_About this exercise_
Each record below is to be copied exactly; the pictures are to be omitted.

_Material provided_

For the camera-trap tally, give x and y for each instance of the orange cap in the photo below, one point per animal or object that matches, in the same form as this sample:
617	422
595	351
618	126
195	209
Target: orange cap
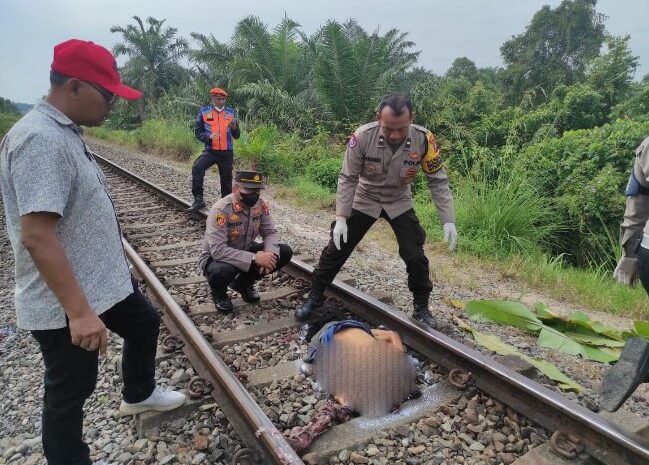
218	91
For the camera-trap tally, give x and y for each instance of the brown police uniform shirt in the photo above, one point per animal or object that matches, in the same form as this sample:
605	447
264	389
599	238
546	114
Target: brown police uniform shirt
374	178
637	207
232	227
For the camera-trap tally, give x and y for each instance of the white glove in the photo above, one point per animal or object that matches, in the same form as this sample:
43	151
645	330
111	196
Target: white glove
340	229
626	271
450	235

_Exercise answer_
For the camera-trap tally, give x and y for each instance of the orange cap in the photo below, one point per animal or object that matches, in the same form as this sample:
617	422
595	351
618	126
195	209
Target: orange cap
218	91
For the camera-trap tally, give x and y for each instance of the brown police uniform shirt in the photo above, one point per animal or object that matches, in the same form as this sample:
605	447
264	389
599	238
546	114
Target: brown police uniform shirt
374	178
637	207
232	227
For the camera-trap tally, give x and y for each instance of the white glove in the photo above, one point per animal or object that matches, in the same form as this sample:
43	151
645	330
111	196
Target: white glove
340	229
626	271
450	235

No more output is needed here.